Start Entries shown
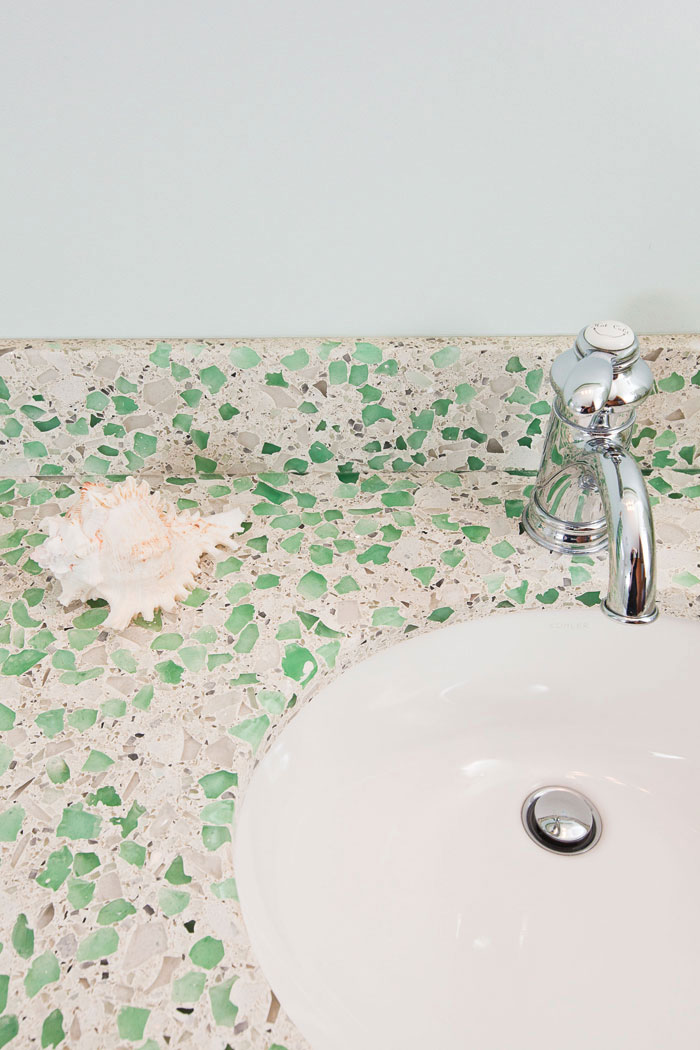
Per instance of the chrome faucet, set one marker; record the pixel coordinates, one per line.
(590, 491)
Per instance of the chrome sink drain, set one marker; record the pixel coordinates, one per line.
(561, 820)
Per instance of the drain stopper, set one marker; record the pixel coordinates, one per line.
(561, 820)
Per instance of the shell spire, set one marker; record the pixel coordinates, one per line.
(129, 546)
End Entries shown
Start Entries shown
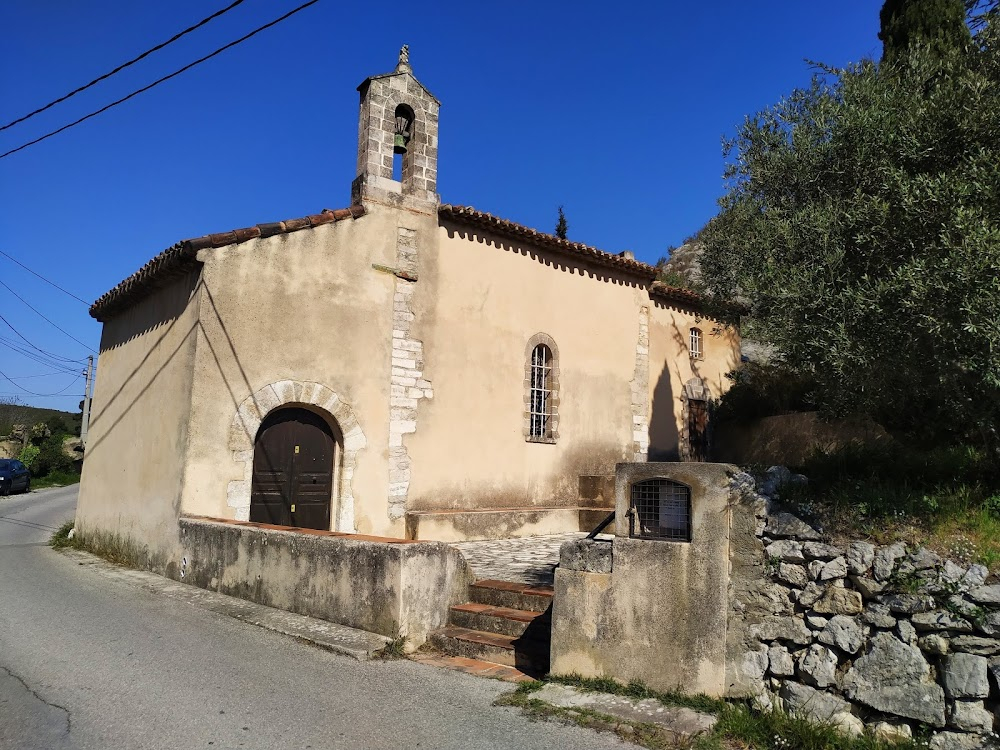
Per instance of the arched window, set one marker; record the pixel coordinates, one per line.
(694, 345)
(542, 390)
End Entries shown
How many lines in the entries above contain the string "chrome"? Case counts. Reply with the number alone.

2